** START OF RECORDS SHOWN **

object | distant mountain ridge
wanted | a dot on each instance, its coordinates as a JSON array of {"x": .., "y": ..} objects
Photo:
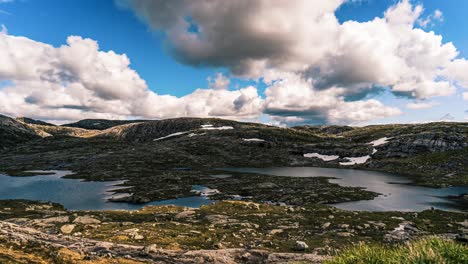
[{"x": 101, "y": 124}]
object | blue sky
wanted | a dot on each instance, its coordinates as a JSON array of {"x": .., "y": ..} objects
[{"x": 121, "y": 30}]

** END OF RECORDS SHOWN **

● **STATED EXERCISE**
Write out every item above word for word, leaving out the pictures.

● **ANSWER**
object | distant mountain ridge
wanted | a dot on each instance, its coordinates as a JSON array of {"x": .., "y": ..} objects
Photo:
[{"x": 101, "y": 124}]
object | blue sky
wanted | a dot on each instance, its coordinates as a JSON array of {"x": .., "y": ..} objects
[{"x": 121, "y": 30}]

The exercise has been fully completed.